Other Terminators— %[^], %*[^]

Without the asterisk, characters are read from an instrument into the string until the character specified after ^ is read. With the asterisk, characters are discarded until the character specified after ^ is read.

Examples
/* Self Test */
…
ViChar testMessage[256];
viPrintf (io, "TST\n");
viScanf (io, "%256[^\n]", testMessage);
…

The Self Test example is an example of how to perform a self-test. In this case, the format string %256[^\n] specifies the maximum field width of the string as 256 and terminates with a line feed (LF) character.

/* Error Query */
…
ViInt32 errCode;
ViChar errMessage[MAX_SIZE];
viPrintf(io, ":STAT:ERR?\n");
viScanf (io, "%ld,\"%[^\"]\"", &errCode, errMessage);
…

The Error Query example shows how to query an error. The instrument returns an integer (32 bits) as error code and a message that terminates with a double-quote (“). The message is in quotes.

**Entries drawn from a collection**
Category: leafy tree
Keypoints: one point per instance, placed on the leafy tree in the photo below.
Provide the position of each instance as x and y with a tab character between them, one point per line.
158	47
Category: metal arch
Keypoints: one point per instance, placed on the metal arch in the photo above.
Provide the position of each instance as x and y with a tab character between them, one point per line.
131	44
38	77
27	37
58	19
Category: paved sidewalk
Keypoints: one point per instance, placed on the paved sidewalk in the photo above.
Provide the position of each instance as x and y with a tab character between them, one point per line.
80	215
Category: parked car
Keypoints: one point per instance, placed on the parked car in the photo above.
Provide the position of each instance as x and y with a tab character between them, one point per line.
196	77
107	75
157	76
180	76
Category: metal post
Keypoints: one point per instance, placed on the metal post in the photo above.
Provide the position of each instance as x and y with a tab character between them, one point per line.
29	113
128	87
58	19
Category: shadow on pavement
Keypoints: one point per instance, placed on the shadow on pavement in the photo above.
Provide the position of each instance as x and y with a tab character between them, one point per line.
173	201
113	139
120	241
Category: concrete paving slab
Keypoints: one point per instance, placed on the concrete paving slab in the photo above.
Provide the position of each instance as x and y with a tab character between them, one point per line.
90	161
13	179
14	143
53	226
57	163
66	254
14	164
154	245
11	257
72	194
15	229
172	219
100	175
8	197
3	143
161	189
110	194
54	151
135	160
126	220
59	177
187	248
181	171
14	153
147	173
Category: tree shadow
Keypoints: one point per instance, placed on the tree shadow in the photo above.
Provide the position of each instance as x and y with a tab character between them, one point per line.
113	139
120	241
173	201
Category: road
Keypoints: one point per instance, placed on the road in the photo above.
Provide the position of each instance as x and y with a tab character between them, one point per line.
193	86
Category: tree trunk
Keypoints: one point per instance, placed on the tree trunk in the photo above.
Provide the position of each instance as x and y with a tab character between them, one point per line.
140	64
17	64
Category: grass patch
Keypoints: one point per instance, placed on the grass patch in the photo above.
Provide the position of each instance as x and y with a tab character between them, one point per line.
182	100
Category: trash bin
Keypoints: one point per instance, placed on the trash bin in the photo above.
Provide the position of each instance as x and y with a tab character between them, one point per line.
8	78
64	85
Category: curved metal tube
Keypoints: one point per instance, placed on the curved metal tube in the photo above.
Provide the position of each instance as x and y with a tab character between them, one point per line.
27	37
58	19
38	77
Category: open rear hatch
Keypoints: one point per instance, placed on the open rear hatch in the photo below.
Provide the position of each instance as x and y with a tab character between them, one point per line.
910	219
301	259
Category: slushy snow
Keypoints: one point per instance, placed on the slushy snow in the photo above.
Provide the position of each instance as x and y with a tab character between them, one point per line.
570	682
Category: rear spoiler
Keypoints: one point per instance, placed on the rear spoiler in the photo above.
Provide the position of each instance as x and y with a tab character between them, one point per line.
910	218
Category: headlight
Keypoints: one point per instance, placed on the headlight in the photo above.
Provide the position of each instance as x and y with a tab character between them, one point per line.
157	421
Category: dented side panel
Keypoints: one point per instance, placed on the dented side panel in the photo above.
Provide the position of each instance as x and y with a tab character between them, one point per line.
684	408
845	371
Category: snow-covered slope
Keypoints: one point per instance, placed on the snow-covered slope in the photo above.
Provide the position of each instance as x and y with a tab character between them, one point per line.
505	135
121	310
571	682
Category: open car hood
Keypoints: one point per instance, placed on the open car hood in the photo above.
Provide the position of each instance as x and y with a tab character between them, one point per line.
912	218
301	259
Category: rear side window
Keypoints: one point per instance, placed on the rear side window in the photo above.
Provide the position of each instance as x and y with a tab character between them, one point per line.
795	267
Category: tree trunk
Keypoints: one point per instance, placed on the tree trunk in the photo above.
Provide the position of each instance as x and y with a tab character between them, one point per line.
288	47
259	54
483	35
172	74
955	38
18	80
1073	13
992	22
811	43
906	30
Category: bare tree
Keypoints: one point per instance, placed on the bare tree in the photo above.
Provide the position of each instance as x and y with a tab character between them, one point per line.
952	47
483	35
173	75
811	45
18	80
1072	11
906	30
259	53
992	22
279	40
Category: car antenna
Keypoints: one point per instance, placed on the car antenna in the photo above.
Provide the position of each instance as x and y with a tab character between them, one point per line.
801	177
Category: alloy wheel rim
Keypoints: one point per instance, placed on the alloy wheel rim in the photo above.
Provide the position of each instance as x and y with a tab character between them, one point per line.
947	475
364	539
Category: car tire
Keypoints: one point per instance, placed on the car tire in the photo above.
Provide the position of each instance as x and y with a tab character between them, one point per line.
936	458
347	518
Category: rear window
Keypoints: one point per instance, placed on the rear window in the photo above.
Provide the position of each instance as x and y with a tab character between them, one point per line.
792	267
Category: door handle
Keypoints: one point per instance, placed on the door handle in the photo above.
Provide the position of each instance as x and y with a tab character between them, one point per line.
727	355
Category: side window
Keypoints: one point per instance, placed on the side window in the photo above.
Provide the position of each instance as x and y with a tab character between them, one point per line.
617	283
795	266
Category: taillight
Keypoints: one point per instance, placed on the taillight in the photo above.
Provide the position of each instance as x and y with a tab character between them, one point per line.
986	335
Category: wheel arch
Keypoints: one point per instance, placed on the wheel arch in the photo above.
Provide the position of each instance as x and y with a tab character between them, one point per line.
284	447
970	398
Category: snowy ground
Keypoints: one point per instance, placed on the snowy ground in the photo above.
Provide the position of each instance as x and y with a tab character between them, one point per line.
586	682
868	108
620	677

**Tasks**
- a) In the passage on %[^] terminators, what happens to characters when the asterisk is used?
- b) From the passage on %[^] terminators, reproduce the text from "Other Terminators— %[^], %*[^]" up to and including "discarded until the character specified after ^ is read.".

**Results in order**
- a) They are discarded until the character specified after ^ is read.

- b)
Other Terminators— %[^], %*[^]

Without the asterisk, characters are read from an instrument into the string until the character specified after ^ is read. With the asterisk, characters are discarded until the character specified after ^ is read.